• [Collected data]:
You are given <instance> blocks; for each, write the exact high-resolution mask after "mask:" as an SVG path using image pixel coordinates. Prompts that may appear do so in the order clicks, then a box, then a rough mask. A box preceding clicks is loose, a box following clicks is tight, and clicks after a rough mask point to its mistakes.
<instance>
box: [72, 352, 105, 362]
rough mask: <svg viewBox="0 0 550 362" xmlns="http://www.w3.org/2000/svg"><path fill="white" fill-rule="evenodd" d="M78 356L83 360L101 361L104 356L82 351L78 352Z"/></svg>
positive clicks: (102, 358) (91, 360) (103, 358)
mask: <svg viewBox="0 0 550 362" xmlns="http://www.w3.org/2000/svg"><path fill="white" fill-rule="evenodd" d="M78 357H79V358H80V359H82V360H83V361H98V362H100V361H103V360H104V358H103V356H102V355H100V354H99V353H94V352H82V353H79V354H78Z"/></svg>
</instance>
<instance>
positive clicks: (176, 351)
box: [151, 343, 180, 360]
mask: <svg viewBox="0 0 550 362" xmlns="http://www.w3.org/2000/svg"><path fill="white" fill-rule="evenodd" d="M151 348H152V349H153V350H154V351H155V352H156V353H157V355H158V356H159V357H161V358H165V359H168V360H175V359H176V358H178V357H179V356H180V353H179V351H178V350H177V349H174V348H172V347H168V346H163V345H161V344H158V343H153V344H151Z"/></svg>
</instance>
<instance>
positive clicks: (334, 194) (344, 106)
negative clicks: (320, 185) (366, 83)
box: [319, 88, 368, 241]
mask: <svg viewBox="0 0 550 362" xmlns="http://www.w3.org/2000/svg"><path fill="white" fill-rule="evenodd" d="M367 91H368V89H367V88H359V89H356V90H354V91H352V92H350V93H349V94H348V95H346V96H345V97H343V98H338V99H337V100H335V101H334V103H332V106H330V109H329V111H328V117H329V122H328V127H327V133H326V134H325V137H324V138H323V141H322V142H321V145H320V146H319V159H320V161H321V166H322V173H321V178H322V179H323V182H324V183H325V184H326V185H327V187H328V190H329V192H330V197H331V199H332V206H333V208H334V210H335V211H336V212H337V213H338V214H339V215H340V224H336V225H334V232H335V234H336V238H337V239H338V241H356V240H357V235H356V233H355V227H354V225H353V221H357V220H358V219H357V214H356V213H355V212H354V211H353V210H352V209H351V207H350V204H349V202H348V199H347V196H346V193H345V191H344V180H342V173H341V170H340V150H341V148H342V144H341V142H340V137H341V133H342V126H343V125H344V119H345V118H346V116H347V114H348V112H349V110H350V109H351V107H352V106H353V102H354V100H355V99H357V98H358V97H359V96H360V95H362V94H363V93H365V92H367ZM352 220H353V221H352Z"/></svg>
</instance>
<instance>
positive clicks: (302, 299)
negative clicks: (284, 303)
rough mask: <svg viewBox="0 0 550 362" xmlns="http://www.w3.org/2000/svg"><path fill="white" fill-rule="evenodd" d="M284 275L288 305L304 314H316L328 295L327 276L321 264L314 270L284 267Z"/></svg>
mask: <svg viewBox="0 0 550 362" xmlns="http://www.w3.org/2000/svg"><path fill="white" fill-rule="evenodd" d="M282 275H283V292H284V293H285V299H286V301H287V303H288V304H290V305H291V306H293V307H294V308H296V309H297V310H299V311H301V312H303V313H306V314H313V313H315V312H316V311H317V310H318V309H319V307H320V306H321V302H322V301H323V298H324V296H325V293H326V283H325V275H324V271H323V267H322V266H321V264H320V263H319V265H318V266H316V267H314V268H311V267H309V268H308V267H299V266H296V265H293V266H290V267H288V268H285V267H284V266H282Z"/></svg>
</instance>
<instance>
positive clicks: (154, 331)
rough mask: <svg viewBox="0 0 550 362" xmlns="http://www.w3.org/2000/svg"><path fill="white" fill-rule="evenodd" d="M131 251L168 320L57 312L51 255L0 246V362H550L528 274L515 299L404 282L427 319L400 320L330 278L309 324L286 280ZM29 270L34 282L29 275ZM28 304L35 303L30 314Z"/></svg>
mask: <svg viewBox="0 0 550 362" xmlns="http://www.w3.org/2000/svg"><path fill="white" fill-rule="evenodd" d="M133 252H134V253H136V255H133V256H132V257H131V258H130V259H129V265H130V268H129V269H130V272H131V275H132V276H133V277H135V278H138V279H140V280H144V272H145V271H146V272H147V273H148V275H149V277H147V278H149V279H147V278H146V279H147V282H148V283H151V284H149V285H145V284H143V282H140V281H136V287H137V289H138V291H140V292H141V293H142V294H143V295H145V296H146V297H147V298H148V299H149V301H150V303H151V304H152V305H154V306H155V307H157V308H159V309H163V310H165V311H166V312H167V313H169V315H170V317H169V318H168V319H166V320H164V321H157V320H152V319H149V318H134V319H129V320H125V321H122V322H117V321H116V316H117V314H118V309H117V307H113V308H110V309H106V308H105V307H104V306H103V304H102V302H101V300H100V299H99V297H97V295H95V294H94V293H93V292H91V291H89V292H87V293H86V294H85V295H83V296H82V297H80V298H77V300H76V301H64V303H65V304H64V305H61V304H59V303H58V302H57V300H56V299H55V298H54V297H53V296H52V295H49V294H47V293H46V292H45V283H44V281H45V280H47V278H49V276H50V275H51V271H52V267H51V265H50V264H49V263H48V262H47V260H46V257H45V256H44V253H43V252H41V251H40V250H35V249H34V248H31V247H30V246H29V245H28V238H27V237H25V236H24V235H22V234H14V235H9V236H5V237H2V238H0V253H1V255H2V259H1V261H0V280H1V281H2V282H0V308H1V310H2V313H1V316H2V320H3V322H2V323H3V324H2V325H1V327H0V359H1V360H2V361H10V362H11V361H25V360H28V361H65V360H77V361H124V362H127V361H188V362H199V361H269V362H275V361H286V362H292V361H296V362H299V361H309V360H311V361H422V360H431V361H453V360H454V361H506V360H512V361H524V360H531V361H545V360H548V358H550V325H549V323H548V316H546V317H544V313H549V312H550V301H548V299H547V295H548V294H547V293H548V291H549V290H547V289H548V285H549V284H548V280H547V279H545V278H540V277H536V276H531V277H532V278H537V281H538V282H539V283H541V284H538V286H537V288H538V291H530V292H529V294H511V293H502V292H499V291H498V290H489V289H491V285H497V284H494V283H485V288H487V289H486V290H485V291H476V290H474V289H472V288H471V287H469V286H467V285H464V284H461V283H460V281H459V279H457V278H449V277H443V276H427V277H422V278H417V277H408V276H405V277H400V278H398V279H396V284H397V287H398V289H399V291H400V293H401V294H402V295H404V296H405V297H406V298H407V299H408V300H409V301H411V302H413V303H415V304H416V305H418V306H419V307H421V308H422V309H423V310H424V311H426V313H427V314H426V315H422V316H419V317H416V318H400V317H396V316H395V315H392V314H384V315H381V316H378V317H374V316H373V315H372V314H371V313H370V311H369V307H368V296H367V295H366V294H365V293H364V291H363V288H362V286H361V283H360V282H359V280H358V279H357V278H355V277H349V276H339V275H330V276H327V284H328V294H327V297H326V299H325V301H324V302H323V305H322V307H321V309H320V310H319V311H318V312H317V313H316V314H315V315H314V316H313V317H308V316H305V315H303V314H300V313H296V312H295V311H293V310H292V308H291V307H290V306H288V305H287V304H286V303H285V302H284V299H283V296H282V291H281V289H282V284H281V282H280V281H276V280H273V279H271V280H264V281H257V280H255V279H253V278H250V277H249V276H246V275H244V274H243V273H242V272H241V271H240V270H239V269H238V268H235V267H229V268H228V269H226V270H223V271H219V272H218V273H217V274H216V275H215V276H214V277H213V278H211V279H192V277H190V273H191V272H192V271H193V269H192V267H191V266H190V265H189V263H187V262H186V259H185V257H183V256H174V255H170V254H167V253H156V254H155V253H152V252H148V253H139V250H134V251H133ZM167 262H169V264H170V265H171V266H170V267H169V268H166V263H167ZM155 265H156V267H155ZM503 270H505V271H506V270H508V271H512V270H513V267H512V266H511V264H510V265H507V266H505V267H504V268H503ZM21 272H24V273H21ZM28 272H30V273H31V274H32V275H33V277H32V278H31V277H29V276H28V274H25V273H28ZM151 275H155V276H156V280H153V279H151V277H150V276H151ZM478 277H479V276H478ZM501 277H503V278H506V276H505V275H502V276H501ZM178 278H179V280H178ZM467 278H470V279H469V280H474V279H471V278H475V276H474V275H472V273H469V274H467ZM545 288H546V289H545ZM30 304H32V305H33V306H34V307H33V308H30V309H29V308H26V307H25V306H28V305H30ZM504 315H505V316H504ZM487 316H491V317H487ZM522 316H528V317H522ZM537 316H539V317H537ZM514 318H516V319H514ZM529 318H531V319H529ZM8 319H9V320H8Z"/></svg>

• [What is expected]:
The answer should consist solely of the lines from the first line above through the one with "356L83 360L101 361L104", both included, repeated exactly.

• [Final answer]:
You are given <instance> blocks; for each, write the exact high-resolution mask after "mask:" as an SVG path using image pixel coordinates. Prompts that may appear do so in the order clicks, then a box, then a rough mask. A box preceding clicks is loose, a box following clicks is tight, and clicks after a rough mask point to its mistakes.
<instance>
box: [72, 352, 105, 362]
rough mask: <svg viewBox="0 0 550 362" xmlns="http://www.w3.org/2000/svg"><path fill="white" fill-rule="evenodd" d="M78 356L83 360L101 361L104 356L82 351L78 352Z"/></svg>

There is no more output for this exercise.